* **Exercise requirements**:
1. From the GOProud article, list the people the organization added after co-sponsoring the Conservative Political Action Conference, along with the role the article gives each.
2. Carry on the GOProud article from the point where it stops.

-------- Text passage

GOProud
- Formation: April 15, 2009
- Dissolved: June 2, 2014
- Type: LGBT, Republican
- Headquarters: Washington, D.C.
- Region served: United States
- Founders: Christopher R. Barron Jimmy LaSalvia
- Affiliations: Metroplex Republicans Dallas Right Pride Republican Party
- Website: GOProud (archived page)

= GOProud =

American conservative LGBT organization

GOProud was an American tax-exempt 527 organization supported by fiscally conservative gay men, lesbians, bisexuals, and their allies. GOProud advocated for "free markets, limited government, and a respect for individual rights" and worked at the federal and state levels to build strong coalitions of liberal conservative and libertarian activists, organizations and policy makers to advance their shared values and beliefs.

GOProud was founded by Christopher R. Barron and Jimmy LaSalvia, two former Log Cabin Republican staffers who expressed dissatisfaction at that organization's generally centrist political positions. GOProud subsequently co-sponsored the Conservative Political Action Conference (CPAC) and added political commentator/author Ann Coulter, political commentator/strategist Margaret Hoover, Americans for Tax Reform President Grover Norquist, new media specialist Liz Mair, political analyst Lisa De Pasquale, and political communications consultant Chuck Muth.

In June 2014, it was reported that GOProud had ceased operations and was shutting down as a political committee. After initial denials, the executive director later confirmed that they were "leaving GOProud behind" and that GOProud would be dissolved.

==History==
Jimmy LaSalvia and Christopher R. Barron co-founded GOProud on April 15, 2009. LaSalvia was the Director of Programs and Policy for the Log Cabin Republicans, a gay organization identifying with Republican ideals. Barron was the Political Director at Log Cabin Republicans before both men decided to leave with hopes of a creating a better organization that dealt with more conservative values. They wanted to focus on the issues of the conservative agenda rather than social issues, the focus of Log Cabin Republicans. Barron and LaSalvia believe that same-sex marriage is a state issue and therefore wanted an organization that focused on the real conservative agenda. Margaret Hoover, a member of the advisory council, said "You had this social conservative strategy in terms of trying to get the vote out in states with [marriage amendments]. But the top issues for conservatives were national security and the economy, not gay marriage."

----------------
-------- Data provided

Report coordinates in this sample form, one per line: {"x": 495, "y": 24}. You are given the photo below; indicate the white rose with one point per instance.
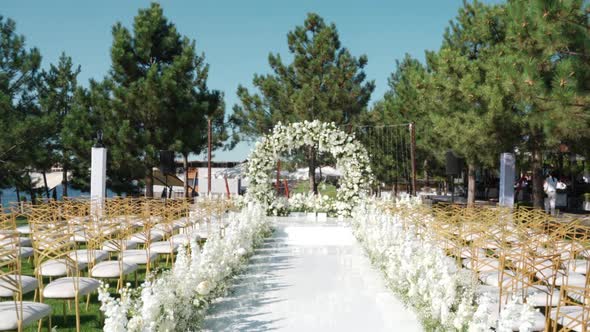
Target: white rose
{"x": 204, "y": 287}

----------------

* **Responses by task**:
1.
- Ann Coulter, political commentator/author
- Margaret Hoover, political commentator/strategist
- Grover Norquist, Americans for Tax Reform President
- Liz Mair, new media specialist
- Lisa De Pasquale, political analyst
- Chuck Muth, political communications consultant

2.
===2010===
The Conservative Political Action Conference (CPAC), an annual political conference attended by conservative activists and elected officials from across the United States invited GOProud to its 2010 conference. The Family Research Council started a boycott of CPAC over the invitation. Groups that followed the FRC in boycotting included the Concerned Women for America, American Principles Project, Center for Military Readiness, National Organization for Marriage, and Liberty Council. These conservative groups worried that adding gay members would weaken the movement.

During a panel at the 2010 CPAC, Alexander McCobin, co-founder and executive director of Students For Liberty, opened his remarks by thanking the American Conservative Union for welcoming GOProud as a co-sponsor of the event. Ryan Sorba, chairman of the California Young Americans for Freedom and author of The "Born Gay" Hoax, attempted to derail support for GOProud at CPAC. During his speech at the convention, he condemned GOProud for entering the conference but was eventually booed by the audience.

===2011===

====Donald Trump's 2011 CPAC speech====

In February 2011, Trump made his first speaking appearance at the Conservative Political Action Conference. His appearance at CPAC was organized by GOProud, in conjunction with GOProud supporter Roger Stone, who was close with Trump. GOProud pushed for a write-in campaign for Donald Trump at CPAC's presidential straw poll. Christopher R. Barron, co-founder of GOProud who would later not only endorse Trump's 2016 presidential campaign, but also launch LGBT for Trump, said he "would love to see Mr. Trump run for president." The speech was later credited with helping to launch his political career within the Republican Party.

===="Don't ask, don't tell"====
"Don't ask, don't tell" was a political issue and policy enacted in 1993. This policy allowed homosexuals to serve in the military as long as their sexual orientation was undisclosed. GOProud supported repealing the policy. GOProud condemned Minnesota Governor Tim Pawlenty and former Pennsylvania Senator Rick Santorum – both candidates for the Republican nomination for president in 2012 – after they favored reinstating the policy.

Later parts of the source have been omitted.